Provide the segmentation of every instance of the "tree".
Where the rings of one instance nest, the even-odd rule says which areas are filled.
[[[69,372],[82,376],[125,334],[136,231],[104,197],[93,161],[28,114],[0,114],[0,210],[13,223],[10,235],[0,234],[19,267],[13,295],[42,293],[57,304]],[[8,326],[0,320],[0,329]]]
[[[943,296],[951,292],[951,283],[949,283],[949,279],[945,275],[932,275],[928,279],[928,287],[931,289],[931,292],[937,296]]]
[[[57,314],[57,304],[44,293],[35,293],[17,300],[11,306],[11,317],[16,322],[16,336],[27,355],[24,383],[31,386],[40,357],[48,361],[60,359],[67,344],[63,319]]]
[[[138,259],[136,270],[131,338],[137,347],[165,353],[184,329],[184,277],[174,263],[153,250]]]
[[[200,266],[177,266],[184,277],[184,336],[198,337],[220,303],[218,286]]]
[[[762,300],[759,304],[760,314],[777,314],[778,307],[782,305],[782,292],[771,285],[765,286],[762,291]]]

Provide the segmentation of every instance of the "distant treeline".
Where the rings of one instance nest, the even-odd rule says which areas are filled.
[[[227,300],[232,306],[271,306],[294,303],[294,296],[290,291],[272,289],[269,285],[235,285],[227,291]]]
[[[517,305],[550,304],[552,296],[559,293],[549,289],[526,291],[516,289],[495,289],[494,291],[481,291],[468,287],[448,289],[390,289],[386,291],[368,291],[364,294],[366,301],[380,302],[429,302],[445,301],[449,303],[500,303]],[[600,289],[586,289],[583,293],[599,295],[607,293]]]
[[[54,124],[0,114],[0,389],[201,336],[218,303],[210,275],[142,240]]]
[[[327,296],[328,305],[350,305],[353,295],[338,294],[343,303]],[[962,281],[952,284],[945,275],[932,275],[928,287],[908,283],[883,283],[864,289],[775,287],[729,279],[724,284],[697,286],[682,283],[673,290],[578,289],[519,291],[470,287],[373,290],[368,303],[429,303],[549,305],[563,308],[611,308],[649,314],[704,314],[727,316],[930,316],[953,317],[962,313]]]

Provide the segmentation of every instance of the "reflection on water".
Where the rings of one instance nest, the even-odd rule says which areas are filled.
──────────────────────────────
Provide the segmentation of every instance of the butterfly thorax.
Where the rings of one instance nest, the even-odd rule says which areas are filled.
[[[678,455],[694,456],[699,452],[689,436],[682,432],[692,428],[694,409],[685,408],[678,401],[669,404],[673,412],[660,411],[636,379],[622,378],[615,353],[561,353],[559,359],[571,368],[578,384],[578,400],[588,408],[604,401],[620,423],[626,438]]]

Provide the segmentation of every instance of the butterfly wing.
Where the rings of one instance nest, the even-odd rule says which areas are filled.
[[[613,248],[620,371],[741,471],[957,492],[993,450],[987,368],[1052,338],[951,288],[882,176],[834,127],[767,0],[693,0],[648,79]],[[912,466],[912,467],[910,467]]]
──────────────────────────────
#### [THE EXERCISE]
Pick out each line of the records above that includes the word "butterfly".

#### [EXERCISE RESPONSE]
Provide the segmentation of every instance of the butterfly thorax.
Provide the segmentation of every instance of the butterfly wing.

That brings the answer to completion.